╭─ PROVIDED MATERIAL
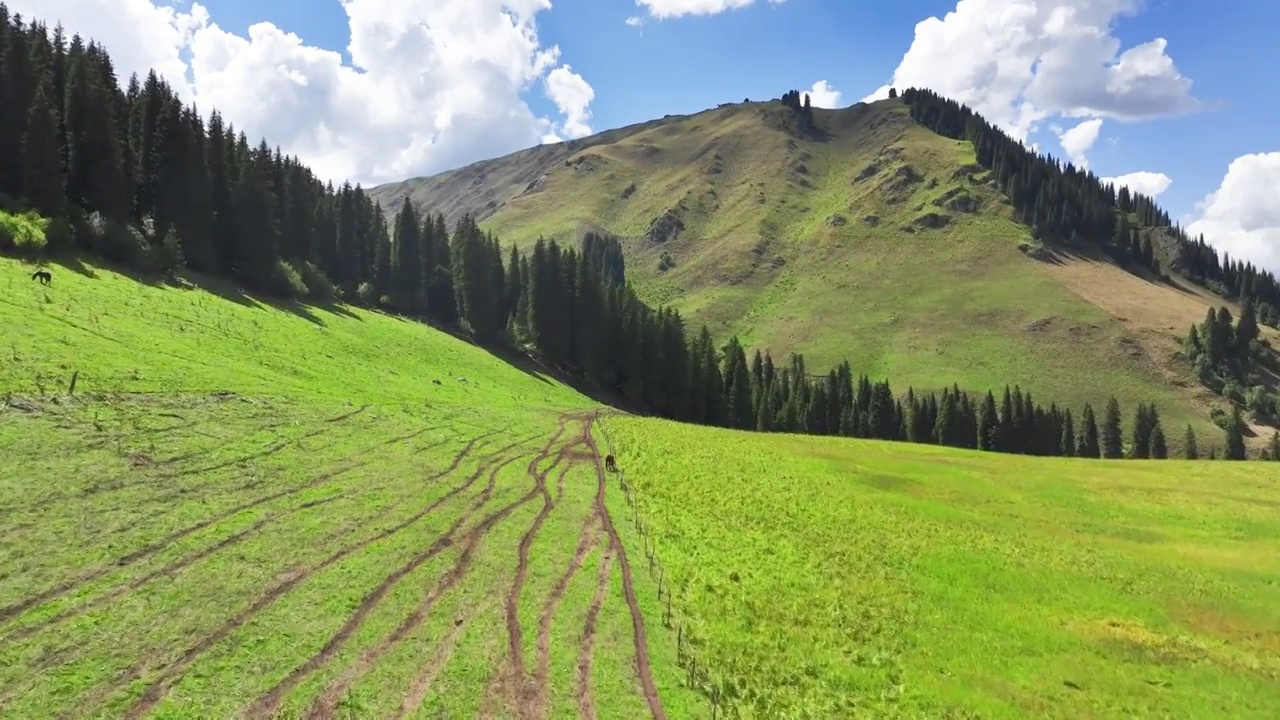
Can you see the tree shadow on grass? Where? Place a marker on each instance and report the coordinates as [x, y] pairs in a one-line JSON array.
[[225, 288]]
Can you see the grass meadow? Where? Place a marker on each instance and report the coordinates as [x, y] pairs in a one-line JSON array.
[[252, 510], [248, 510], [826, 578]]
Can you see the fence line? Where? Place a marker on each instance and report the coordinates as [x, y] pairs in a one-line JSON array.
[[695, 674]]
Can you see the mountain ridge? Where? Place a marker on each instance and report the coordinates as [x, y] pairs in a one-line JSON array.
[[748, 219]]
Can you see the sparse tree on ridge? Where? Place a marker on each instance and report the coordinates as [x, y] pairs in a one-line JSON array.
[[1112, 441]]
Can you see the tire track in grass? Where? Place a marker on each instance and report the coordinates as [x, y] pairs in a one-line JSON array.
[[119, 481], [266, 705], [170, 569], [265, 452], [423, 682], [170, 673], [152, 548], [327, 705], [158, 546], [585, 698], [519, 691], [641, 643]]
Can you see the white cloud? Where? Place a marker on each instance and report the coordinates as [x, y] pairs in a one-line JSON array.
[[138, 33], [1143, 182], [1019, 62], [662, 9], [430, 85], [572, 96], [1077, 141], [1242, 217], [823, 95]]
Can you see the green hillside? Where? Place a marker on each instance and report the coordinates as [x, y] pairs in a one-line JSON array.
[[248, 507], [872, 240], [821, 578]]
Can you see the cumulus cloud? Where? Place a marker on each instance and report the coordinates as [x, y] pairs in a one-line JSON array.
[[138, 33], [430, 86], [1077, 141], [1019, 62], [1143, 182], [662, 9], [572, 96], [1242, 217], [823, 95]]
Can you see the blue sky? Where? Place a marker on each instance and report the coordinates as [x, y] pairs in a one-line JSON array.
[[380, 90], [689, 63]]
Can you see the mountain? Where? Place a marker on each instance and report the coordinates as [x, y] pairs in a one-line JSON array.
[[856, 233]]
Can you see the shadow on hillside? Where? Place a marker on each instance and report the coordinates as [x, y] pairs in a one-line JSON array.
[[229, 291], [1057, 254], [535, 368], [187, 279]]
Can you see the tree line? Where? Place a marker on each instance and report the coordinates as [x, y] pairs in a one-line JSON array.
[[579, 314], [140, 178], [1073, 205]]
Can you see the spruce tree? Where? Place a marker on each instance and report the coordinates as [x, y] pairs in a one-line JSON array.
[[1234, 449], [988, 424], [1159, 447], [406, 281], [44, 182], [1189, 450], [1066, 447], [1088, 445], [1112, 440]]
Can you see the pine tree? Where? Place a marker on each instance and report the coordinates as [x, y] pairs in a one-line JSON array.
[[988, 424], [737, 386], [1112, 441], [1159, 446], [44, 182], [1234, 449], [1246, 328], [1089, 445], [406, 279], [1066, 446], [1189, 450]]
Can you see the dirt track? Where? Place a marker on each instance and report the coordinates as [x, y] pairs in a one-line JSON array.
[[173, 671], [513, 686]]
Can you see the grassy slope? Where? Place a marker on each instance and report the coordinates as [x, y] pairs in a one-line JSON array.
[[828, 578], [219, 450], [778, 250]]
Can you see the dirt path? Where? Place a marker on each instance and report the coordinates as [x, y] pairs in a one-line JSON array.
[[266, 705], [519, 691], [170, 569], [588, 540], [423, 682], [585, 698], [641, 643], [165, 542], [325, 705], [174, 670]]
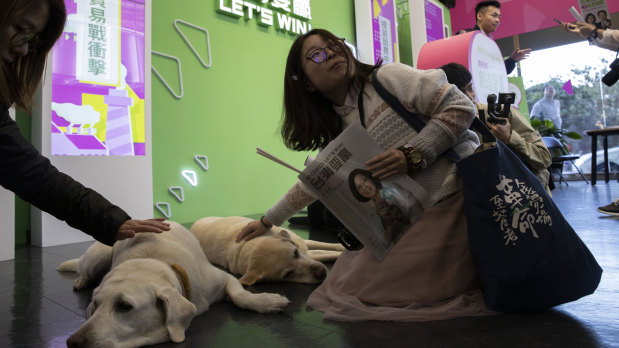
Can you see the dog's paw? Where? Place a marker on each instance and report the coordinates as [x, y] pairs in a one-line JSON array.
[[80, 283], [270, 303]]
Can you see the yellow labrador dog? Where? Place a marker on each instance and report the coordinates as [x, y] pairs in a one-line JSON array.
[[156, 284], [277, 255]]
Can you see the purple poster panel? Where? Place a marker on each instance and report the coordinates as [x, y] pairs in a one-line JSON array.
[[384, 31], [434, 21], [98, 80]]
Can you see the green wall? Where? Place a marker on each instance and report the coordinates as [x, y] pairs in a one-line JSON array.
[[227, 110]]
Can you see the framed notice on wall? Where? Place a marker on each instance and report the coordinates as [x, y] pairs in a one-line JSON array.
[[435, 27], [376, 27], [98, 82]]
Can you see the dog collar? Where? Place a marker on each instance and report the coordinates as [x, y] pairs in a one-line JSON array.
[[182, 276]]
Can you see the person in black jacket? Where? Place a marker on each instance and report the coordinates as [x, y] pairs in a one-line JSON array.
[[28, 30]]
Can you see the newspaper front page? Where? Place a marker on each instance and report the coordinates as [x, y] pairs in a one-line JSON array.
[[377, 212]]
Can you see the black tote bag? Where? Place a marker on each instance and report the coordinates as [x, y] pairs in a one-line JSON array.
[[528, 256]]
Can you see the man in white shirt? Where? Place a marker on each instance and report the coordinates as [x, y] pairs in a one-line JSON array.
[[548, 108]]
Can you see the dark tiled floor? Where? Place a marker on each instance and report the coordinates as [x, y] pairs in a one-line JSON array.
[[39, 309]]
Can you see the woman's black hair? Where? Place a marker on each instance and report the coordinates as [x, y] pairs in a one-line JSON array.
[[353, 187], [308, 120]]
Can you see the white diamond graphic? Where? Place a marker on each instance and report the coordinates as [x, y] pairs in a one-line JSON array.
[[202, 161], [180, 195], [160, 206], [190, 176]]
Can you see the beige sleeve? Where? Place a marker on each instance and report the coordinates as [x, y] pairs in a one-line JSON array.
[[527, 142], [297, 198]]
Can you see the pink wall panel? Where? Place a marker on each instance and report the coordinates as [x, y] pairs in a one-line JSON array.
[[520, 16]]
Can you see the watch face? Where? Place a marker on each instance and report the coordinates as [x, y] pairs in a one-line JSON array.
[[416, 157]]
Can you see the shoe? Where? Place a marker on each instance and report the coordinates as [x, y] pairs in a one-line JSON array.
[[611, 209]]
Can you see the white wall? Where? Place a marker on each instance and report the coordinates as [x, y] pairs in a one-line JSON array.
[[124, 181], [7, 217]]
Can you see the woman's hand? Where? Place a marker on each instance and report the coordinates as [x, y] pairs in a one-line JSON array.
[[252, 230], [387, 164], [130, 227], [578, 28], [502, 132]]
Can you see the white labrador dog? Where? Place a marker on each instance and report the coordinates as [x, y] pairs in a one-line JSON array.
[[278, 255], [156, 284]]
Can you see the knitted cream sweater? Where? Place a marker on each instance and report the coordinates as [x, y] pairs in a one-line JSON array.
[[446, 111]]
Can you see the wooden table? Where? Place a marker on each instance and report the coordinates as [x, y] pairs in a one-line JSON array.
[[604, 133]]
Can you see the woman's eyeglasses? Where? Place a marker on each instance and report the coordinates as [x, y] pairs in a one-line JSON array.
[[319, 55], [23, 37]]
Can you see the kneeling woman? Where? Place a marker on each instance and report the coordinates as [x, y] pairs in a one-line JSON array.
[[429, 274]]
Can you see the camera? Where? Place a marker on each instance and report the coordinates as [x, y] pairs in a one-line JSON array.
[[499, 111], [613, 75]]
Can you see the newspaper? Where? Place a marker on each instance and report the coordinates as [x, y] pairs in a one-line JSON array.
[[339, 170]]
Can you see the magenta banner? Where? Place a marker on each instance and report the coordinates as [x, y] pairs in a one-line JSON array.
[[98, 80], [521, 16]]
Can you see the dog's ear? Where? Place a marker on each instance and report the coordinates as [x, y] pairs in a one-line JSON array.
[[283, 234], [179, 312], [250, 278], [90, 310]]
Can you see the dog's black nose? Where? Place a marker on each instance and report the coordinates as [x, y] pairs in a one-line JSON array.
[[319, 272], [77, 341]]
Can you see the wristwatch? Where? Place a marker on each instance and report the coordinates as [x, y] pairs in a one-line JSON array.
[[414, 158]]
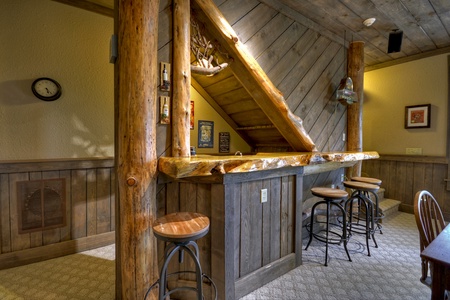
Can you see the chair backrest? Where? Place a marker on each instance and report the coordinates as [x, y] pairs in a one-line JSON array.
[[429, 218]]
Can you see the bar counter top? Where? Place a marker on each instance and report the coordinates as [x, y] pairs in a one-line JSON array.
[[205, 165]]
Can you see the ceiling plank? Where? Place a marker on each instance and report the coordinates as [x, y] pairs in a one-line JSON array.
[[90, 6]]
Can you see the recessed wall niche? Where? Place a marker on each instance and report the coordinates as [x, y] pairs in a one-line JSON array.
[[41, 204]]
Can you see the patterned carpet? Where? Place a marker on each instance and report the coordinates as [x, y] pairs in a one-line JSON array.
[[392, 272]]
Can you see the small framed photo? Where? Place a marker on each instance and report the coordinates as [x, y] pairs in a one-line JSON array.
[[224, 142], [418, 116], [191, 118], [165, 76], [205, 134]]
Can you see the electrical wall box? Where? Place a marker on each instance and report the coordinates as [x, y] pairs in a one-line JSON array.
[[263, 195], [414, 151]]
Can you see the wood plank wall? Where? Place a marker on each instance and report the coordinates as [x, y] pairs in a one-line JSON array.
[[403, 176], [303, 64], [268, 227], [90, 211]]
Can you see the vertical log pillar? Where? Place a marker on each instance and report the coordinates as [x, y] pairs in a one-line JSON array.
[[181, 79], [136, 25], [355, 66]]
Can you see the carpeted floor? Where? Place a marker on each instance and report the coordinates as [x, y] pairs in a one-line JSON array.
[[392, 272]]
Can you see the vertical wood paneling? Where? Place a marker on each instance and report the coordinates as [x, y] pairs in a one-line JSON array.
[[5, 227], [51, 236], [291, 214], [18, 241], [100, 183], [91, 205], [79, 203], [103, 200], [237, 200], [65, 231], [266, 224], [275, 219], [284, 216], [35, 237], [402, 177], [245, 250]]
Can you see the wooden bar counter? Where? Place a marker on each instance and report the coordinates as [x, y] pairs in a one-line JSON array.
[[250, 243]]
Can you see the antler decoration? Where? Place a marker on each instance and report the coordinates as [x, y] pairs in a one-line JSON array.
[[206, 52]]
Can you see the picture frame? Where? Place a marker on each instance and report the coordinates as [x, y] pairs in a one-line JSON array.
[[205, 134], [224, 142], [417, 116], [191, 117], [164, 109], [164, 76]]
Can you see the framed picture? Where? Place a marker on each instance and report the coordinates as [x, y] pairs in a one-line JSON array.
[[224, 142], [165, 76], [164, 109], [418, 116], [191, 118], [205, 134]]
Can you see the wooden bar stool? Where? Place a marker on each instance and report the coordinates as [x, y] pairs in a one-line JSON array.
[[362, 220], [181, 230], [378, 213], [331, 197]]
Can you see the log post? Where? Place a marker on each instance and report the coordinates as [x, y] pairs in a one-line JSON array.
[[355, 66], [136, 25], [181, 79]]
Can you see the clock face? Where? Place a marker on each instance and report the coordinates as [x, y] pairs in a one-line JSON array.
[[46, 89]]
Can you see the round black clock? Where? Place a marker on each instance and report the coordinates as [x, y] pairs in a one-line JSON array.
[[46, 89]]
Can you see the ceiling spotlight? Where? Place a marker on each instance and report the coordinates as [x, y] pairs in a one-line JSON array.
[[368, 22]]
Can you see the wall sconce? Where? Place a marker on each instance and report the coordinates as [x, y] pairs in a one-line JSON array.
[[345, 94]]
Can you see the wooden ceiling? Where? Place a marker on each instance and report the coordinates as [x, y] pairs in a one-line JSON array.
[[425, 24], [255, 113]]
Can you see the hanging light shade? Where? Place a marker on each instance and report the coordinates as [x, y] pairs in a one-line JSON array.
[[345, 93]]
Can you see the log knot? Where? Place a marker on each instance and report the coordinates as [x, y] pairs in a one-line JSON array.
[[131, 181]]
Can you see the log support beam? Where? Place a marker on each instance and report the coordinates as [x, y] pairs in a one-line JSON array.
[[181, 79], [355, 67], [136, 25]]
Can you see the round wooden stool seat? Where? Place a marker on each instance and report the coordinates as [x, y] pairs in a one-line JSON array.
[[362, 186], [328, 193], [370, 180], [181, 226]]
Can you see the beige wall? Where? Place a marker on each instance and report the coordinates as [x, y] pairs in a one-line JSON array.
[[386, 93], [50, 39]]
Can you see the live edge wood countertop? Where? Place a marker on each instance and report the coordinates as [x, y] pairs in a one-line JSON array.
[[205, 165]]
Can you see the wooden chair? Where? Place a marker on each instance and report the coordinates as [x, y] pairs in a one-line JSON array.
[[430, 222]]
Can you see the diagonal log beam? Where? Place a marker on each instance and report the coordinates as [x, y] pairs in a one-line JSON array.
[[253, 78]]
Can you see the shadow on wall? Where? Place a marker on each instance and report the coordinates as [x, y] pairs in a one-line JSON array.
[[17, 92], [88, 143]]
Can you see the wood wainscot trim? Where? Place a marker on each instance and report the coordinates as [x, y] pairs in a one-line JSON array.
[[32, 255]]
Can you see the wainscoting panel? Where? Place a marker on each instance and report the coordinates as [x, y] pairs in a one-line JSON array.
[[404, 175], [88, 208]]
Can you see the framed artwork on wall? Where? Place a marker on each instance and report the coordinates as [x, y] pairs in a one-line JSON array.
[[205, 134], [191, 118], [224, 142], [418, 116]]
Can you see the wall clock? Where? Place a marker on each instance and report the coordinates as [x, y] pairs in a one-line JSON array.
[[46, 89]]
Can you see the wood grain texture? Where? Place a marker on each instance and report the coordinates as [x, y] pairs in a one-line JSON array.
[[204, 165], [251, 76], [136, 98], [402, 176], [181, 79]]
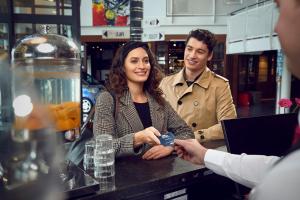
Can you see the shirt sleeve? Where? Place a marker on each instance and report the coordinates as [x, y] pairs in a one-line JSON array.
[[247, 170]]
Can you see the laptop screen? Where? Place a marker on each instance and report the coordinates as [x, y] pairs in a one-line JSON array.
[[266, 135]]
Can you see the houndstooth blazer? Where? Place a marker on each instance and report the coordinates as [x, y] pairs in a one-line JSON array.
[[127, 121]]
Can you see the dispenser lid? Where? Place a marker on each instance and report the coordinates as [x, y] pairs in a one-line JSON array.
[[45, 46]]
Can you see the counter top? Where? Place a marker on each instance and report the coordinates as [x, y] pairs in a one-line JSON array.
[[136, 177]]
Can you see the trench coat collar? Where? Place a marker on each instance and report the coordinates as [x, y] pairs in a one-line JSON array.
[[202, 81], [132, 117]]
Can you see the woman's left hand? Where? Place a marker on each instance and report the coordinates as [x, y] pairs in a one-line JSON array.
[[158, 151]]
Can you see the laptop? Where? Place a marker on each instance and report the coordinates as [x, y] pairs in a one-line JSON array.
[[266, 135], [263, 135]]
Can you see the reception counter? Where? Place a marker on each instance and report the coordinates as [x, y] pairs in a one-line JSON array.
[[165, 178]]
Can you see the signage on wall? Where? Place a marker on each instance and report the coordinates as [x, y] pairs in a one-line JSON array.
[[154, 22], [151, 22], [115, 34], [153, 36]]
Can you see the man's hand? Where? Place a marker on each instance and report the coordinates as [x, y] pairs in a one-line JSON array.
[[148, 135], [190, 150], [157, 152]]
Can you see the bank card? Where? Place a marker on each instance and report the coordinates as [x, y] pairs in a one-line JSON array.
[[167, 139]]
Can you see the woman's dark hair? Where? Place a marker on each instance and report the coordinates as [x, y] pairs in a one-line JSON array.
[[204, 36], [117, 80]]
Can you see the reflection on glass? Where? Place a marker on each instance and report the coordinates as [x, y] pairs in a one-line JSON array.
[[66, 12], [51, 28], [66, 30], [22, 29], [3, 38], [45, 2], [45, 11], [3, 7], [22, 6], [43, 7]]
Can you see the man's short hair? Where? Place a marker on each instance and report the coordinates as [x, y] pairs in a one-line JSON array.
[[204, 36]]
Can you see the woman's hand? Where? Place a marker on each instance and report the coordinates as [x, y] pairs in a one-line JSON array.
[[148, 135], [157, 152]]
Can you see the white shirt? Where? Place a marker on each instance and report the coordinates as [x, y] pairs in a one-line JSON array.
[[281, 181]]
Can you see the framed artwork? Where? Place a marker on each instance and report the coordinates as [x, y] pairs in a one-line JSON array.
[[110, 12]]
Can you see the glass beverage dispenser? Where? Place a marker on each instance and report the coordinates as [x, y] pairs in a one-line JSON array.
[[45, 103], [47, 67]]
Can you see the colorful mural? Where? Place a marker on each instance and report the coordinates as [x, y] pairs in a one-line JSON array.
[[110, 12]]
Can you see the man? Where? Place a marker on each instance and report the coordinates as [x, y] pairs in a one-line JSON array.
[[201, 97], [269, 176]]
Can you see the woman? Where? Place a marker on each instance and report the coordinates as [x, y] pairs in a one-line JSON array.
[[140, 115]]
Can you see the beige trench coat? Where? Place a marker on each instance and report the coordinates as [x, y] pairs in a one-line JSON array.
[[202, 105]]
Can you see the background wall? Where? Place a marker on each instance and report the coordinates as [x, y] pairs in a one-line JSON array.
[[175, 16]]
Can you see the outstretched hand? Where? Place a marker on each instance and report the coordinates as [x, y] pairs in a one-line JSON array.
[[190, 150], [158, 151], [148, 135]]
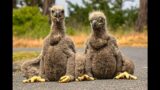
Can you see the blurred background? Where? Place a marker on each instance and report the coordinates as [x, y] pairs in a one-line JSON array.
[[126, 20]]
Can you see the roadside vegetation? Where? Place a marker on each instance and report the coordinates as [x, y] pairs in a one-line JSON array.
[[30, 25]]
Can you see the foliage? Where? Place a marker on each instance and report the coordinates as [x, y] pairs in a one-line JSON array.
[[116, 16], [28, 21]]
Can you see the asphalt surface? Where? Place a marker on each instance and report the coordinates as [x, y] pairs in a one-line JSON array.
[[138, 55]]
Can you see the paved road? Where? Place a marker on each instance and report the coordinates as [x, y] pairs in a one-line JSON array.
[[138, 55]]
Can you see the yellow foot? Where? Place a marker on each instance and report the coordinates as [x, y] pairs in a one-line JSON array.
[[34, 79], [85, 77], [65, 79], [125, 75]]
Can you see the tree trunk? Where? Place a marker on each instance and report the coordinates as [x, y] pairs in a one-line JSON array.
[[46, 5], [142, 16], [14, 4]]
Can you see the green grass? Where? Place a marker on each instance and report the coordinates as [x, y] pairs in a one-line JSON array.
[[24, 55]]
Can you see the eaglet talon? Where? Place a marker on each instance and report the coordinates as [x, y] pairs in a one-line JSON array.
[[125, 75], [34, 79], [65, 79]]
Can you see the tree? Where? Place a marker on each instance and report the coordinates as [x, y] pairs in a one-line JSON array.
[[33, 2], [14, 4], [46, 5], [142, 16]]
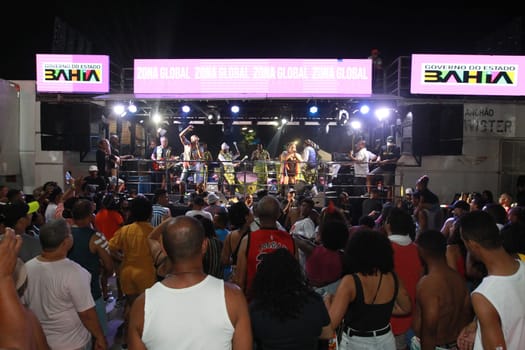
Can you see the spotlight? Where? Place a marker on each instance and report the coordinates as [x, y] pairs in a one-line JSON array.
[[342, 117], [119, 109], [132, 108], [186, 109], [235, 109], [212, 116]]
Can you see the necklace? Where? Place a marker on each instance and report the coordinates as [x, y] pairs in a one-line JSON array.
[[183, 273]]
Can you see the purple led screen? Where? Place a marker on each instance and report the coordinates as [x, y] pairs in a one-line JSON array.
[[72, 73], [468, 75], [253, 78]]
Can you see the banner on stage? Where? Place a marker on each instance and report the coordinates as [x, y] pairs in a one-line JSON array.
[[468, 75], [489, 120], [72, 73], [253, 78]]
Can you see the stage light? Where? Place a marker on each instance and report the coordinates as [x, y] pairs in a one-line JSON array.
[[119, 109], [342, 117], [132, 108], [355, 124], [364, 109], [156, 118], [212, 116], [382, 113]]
╰─
WHAT TO PRODUCE: Set out exactly the lines from the one bearing "Can you see the banner" through the end of the data, including both ends and omitting all others.

TASK RESPONSE:
Can you see the banner on stage? Where? Place a marker on each instance and report the coordinates as [x, y] pairs in a one-line JSON array.
[[468, 75], [489, 120], [72, 73], [253, 78]]
Can you see the stage light? Where? Place a marker on each instance and report the coordinates as [x, y] pairs in a one-line JSON array.
[[119, 109], [342, 117], [132, 108], [355, 124], [364, 109], [156, 118], [212, 116], [382, 113]]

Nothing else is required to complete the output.